Each line below that holds the string "driftwood" counts once; report the total and nothing else.

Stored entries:
□ □ □ □ □

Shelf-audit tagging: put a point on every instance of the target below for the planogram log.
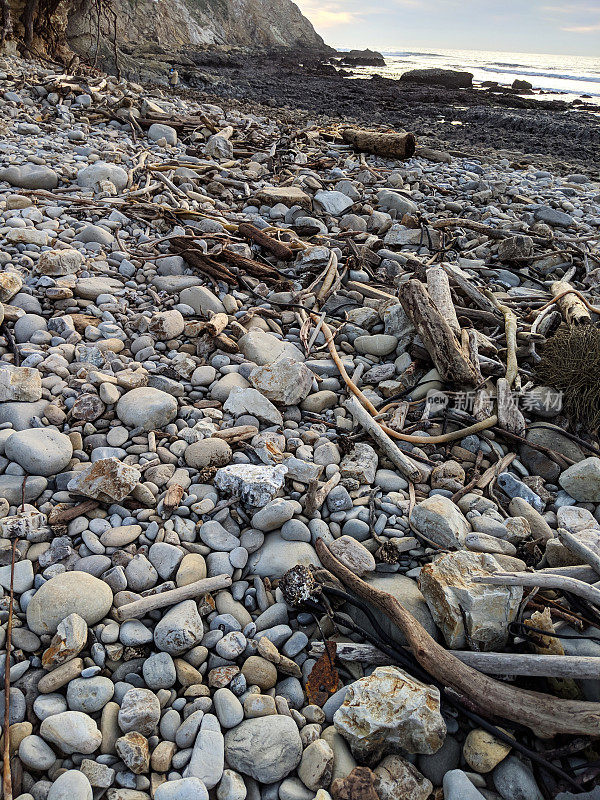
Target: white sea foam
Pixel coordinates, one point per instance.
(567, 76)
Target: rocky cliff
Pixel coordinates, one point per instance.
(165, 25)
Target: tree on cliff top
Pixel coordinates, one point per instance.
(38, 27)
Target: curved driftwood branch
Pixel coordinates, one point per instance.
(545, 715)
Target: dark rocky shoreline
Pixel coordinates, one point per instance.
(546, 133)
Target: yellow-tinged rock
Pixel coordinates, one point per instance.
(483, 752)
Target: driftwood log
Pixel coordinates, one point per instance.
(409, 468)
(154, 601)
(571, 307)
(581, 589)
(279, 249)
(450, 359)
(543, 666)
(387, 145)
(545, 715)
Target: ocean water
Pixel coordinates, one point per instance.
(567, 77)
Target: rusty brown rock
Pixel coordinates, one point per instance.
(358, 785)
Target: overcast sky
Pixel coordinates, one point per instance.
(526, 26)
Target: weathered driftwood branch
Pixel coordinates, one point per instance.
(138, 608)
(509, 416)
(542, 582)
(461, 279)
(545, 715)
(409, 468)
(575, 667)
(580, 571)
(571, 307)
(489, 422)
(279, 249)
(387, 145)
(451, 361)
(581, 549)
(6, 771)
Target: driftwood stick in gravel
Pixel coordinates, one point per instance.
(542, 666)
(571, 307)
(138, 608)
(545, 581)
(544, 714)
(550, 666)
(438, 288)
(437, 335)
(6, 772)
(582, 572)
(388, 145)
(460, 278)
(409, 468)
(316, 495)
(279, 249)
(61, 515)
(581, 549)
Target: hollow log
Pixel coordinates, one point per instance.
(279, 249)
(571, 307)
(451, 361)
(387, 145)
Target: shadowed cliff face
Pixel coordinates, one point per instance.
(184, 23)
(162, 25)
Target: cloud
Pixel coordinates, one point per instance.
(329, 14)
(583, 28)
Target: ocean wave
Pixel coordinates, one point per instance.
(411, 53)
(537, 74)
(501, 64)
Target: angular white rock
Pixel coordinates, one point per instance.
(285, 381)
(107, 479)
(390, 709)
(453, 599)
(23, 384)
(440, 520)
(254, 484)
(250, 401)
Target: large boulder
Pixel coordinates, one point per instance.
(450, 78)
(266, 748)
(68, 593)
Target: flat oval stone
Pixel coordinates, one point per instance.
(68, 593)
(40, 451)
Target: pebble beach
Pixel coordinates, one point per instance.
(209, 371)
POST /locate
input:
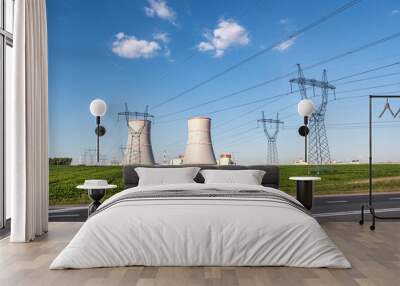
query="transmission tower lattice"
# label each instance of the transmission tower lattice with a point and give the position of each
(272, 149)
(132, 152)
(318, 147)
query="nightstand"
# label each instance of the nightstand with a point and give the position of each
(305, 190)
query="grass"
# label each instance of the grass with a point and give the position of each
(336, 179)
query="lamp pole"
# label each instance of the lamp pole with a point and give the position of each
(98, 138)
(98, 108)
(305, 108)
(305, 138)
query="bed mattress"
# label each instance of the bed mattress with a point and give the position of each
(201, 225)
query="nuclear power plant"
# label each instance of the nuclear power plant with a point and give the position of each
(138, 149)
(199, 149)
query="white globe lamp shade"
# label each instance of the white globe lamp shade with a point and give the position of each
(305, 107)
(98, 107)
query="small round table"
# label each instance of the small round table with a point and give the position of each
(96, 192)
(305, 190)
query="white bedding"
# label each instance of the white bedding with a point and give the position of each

□ □ □ □ □

Expected output: 4